Supplied records
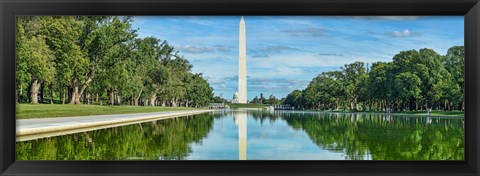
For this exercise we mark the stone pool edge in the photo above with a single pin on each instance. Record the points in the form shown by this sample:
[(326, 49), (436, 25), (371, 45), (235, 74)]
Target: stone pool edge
[(55, 129)]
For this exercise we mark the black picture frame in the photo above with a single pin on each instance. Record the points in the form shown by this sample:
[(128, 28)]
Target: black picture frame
[(468, 8)]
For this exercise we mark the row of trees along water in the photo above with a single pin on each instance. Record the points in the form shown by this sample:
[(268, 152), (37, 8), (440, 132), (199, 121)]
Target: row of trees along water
[(87, 59), (414, 80)]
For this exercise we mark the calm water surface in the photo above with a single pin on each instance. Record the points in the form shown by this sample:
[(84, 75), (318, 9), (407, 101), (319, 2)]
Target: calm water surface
[(262, 135)]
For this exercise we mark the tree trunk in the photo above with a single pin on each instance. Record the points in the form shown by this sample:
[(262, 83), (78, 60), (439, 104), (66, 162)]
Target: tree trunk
[(174, 102), (119, 99), (19, 98), (34, 91), (112, 98), (42, 89), (75, 95), (152, 100), (138, 97), (64, 92), (51, 93)]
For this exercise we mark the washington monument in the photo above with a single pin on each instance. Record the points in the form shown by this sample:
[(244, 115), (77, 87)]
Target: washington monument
[(242, 64)]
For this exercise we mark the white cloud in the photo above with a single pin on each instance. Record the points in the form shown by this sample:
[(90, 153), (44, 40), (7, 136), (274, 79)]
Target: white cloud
[(404, 33), (194, 49)]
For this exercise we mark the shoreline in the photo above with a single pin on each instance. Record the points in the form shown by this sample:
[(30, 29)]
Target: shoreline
[(29, 129)]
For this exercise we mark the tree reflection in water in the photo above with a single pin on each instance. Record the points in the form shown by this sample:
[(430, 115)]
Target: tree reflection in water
[(360, 136), (164, 139), (377, 136)]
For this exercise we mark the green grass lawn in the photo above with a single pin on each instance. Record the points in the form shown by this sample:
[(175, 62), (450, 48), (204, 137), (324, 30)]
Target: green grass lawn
[(28, 111), (235, 105)]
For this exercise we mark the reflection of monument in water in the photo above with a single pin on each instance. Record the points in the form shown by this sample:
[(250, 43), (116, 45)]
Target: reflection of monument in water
[(241, 96), (241, 122)]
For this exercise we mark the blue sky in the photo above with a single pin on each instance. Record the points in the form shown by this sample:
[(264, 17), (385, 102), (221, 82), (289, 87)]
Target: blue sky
[(285, 53)]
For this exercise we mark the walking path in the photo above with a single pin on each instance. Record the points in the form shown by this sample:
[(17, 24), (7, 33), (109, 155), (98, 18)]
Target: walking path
[(28, 129)]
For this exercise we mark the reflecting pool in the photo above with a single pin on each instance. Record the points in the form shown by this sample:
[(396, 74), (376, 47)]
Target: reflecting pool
[(262, 135)]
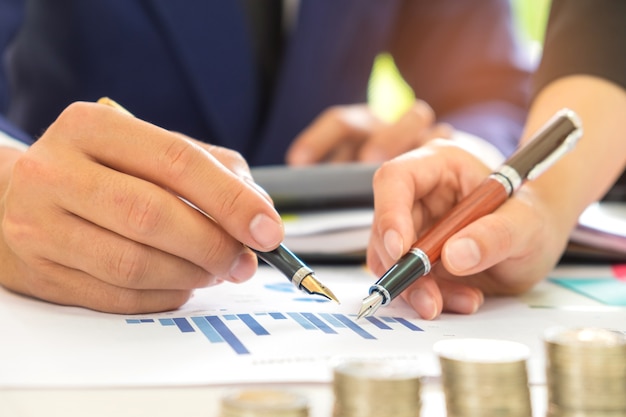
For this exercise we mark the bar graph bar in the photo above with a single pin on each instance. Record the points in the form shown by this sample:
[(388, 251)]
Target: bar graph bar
[(222, 328)]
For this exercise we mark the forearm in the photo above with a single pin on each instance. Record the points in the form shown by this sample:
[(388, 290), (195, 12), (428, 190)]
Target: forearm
[(586, 173)]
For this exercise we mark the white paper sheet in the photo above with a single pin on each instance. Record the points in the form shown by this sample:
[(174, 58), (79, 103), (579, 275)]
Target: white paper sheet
[(45, 345)]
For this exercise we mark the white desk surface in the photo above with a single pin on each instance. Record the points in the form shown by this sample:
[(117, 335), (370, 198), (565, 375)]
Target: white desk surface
[(205, 401)]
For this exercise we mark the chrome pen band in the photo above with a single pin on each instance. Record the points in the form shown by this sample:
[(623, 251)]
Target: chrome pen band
[(300, 274), (508, 177), (382, 291), (423, 257)]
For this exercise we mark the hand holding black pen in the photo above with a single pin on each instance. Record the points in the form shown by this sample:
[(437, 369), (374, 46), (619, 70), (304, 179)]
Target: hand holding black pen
[(281, 258), (557, 137)]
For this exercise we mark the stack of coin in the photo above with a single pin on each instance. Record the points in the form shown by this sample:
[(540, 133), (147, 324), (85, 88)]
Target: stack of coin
[(377, 388), (586, 372), (484, 377), (264, 403)]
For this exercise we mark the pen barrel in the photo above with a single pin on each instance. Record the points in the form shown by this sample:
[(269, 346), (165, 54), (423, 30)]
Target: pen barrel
[(491, 194), (286, 262)]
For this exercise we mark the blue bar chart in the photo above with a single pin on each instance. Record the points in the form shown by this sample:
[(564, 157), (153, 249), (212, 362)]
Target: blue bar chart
[(220, 328)]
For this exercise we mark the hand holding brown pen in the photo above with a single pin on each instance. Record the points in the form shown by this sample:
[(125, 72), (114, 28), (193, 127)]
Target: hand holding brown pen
[(533, 158)]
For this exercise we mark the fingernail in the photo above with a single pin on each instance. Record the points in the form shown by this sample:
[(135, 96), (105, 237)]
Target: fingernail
[(261, 190), (463, 254), (421, 301), (243, 268), (462, 303), (266, 231), (393, 244)]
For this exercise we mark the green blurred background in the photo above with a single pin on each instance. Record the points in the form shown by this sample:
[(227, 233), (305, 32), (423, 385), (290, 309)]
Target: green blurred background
[(390, 96)]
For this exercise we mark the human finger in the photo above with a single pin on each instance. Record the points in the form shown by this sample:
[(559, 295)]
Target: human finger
[(163, 158), (414, 128), (332, 129)]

Brief
Quote the full listing above word for word; exclude every picture from the copy.

Task output
For this exercise we mark the stone pool edge in the photo above with a single pin on each instance. Record the points in the form shown by this sample:
[(326, 49), (436, 25), (371, 45), (235, 74)]
Target: stone pool edge
[(55, 129)]
For this exercise we mark the black picture frame in the photo above with a single pin on each instance. Record the points in the form shown by this sample:
[(128, 28)]
Target: black picture frame
[(468, 8)]
For this exercise we mark the row of trees along water in the photo above with a single pin on each instance. Record the points in the form shown by this sample:
[(268, 152), (37, 8), (440, 132), (199, 121)]
Target: row of trees along water
[(87, 59), (414, 80)]
For this exercise we mark the calm water surface in the photo above with a single pin on each instance. Record the points in the form shown by this sample:
[(84, 75), (318, 9), (407, 101), (319, 2)]
Target: calm water surface
[(262, 135)]
For this exercise we mark the tree trunk in the photo above with a single pin on each instance. Record the points in the form shown by this sample:
[(262, 83), (78, 60), (439, 104), (66, 162)]
Target: tree trunk
[(174, 102), (119, 99), (19, 98), (34, 91), (112, 98), (42, 89), (75, 95), (152, 100), (138, 97), (64, 92), (51, 93)]
For this exercise we mark the washington monument in the photo above with a single pin on each instance. Record the points in the form shown by this sample:
[(244, 115), (77, 87)]
Target: washington monument
[(242, 64)]
For this exercise we mark the white cloud in the photo above with a single pin on each instance. Record the points in the form shown by this sample:
[(90, 153), (44, 40), (7, 136), (274, 79)]
Target: white cloud
[(404, 33), (194, 49)]
For this exercise we mark the shoreline in the photo above with a single pin on each instance. Record the points in the form shown by this sample:
[(30, 29)]
Target: shoreline
[(29, 129)]
For this exercise we mark the tree reflection in water in the photo above with a single pin on each instance. Record the points in the form shown by this sample:
[(430, 115)]
Target: tree reflection in water
[(360, 136), (164, 139), (377, 136)]
For this exercise we mark the green grass lawn in the photo above with a single pin on each instance. Record the points in the form shown by this sample:
[(175, 62), (450, 48), (204, 137), (324, 30)]
Target: green grass lawn
[(28, 111), (235, 105)]
For this exercise we mark the reflection of monument in water in the photo above with a single pin on each instance. Record the points in the form shown by this sample:
[(250, 43), (116, 45)]
Target: reflection of monument in water
[(241, 96), (241, 122)]
For this exercise we mark the blue sky in the photo above with a single pin on each instance. Record the points in the form shown by this sample:
[(264, 17), (385, 102), (221, 82), (289, 87)]
Target: blue sky
[(285, 53)]
For this exercise we mark the walking path in the photo above with a single pin on each instance. Record the points in the form shown by this sample:
[(17, 24), (7, 33), (109, 155), (98, 18)]
Target: walking path
[(28, 129)]
For this exercise we mark the reflecting pool in the photo above with a single pin on each instance. Record the points in the form shown by this sample:
[(396, 74), (376, 47)]
Target: reflecting pool
[(262, 135)]
For this exercise we mark the bar graph bar in the photo above with a single pin on each instance. Record the points in the form shown by this sample:
[(388, 251)]
Target: bar graph bar
[(222, 328)]
For this exercise we mark the forearm in the photo above with a single pin on each instance. Record the points in the form shown by this sample:
[(388, 290), (195, 12), (428, 190)]
Target: forearm
[(586, 173)]
For this exercise we mark the white paper sheet in the photo above with a single pin on each instance. Record the points in the form shown by this sample:
[(174, 58), (79, 103), (579, 275)]
Target: white paper sheet
[(45, 345)]
For this exercise we mark the white desk surface in the photo above with a single pin on each instance. Record the points in the form shown by this sample:
[(117, 335), (370, 198), (565, 375)]
Target: white desk surface
[(205, 401)]
For this exercise we mark the chrome pen band in the photo above with a single pin on each instance. Record the points in the form shown by this sample:
[(623, 251)]
Target: chrome pen band
[(300, 274), (508, 177), (382, 291), (423, 257)]
For this exercise we mark the hand holding black pen in the photo above with a single pin on each instance. Record the points in the form shown by this sample:
[(437, 369), (374, 46), (619, 70), (304, 179)]
Target: hand holding black pen
[(281, 258), (557, 137)]
For this exercise we mark the stack of coin in the photo above with a single pin on each instance. Record the points in the form shown by this sample:
[(540, 133), (147, 324), (85, 88)]
Target: stack of coin
[(377, 388), (586, 372), (484, 377), (264, 403)]
For this exercise we mark the pen barrel in the photo above with a single pin on each instance. Record the points in the form shown by this sample:
[(269, 346), (165, 54), (423, 30)]
Target: pen barrel
[(491, 194), (286, 262)]
For this exercise we mark the blue bar chart in the photo above with a single pin on each instance. Record the points in the form shown by this sample:
[(564, 157), (153, 249), (212, 362)]
Target: blue bar chart
[(220, 328)]
For this exercise we mark the hand holding brown pen in the photo above with a single pin on each instance. Record the points in the form shown by this sample:
[(125, 72), (114, 28), (193, 127)]
Target: hand holding brown pen
[(533, 158)]
For this exercise we mark the fingernail in the photo above with a single pin on each instance. Record the points in the form shown by this sample:
[(135, 96), (105, 237)]
Target: fingernail
[(261, 190), (463, 254), (421, 301), (243, 268), (462, 303), (266, 231), (393, 244)]
For this exercise we mark the green blurred background in the photo above with a single pin on each instance. Record the points in the form shown by this sample:
[(227, 233), (305, 32), (423, 385), (290, 309)]
Target: green blurred background
[(390, 96)]
For this exercise we mark the human finger in the photo above with a single pin on each instance. Record the points in the form shown by this sample:
[(559, 295)]
Target: human finger
[(163, 158), (414, 128), (332, 129)]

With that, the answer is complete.